*Task input*:
########

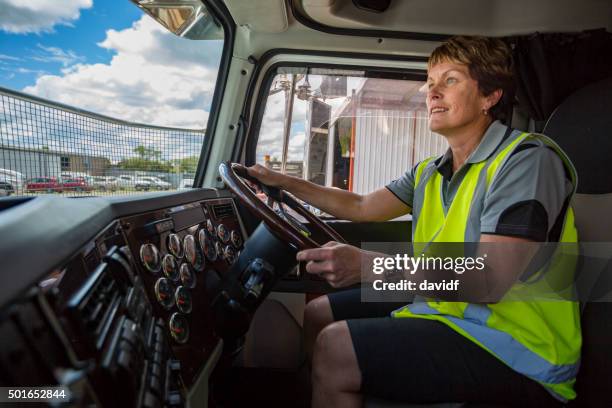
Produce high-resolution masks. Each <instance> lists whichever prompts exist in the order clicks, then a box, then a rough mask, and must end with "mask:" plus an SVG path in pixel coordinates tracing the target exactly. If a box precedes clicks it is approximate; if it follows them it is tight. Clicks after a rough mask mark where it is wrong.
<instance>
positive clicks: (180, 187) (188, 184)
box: [178, 179, 193, 190]
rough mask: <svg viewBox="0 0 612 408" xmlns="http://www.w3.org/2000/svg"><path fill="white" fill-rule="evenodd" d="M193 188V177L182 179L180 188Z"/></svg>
mask: <svg viewBox="0 0 612 408" xmlns="http://www.w3.org/2000/svg"><path fill="white" fill-rule="evenodd" d="M190 188H193V179H182V180H181V182H180V183H179V187H178V189H179V190H187V189H190Z"/></svg>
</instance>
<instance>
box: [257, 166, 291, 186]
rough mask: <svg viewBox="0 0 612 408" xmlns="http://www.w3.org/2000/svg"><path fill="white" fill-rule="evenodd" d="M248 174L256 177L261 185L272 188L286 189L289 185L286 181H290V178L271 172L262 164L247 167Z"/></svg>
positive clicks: (278, 173) (286, 176)
mask: <svg viewBox="0 0 612 408" xmlns="http://www.w3.org/2000/svg"><path fill="white" fill-rule="evenodd" d="M247 172H248V173H249V175H250V176H251V177H255V178H256V179H257V180H259V181H260V182H261V183H263V184H266V185H268V186H271V187H284V186H285V185H286V184H287V183H286V181H287V180H288V179H289V176H286V175H284V174H282V173H279V172H277V171H274V170H270V169H269V168H267V167H264V166H262V165H261V164H255V165H254V166H251V167H247Z"/></svg>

########

*Task statement*: Reproduce all of the lines above word for word, omitting the pictures.

*Solution to this exercise*:
Produce high-resolution masks. Each <instance> lists whichever prompts exist in the order clicks, then a box, then a rough mask, and must end with "mask:" plus an SVG path in pixel coordinates tracing the target exactly. If a box precedes clicks it is approximate; if it follows them it is tight. Clicks after a rough mask mark where it is wrong.
<instance>
positive clicks: (180, 187) (188, 184)
box: [178, 179, 193, 190]
rough mask: <svg viewBox="0 0 612 408" xmlns="http://www.w3.org/2000/svg"><path fill="white" fill-rule="evenodd" d="M193 188V177L182 179L180 188Z"/></svg>
mask: <svg viewBox="0 0 612 408" xmlns="http://www.w3.org/2000/svg"><path fill="white" fill-rule="evenodd" d="M190 188H193V179H182V180H181V182H180V183H179V187H178V189H179V190H187V189H190Z"/></svg>
</instance>
<instance>
box: [257, 166, 291, 186]
rough mask: <svg viewBox="0 0 612 408" xmlns="http://www.w3.org/2000/svg"><path fill="white" fill-rule="evenodd" d="M248 174L256 177L261 185L272 188L286 189L289 185L286 181H290V178L271 172L262 164L247 167Z"/></svg>
positive clicks: (278, 173) (286, 176)
mask: <svg viewBox="0 0 612 408" xmlns="http://www.w3.org/2000/svg"><path fill="white" fill-rule="evenodd" d="M247 172H248V173H249V175H250V176H251V177H255V178H256V179H257V180H259V181H260V182H261V183H263V184H266V185H268V186H271V187H284V186H285V185H286V184H287V183H286V181H287V180H288V179H289V176H286V175H284V174H282V173H279V172H277V171H274V170H270V169H269V168H267V167H264V166H262V165H261V164H255V165H254V166H251V167H247Z"/></svg>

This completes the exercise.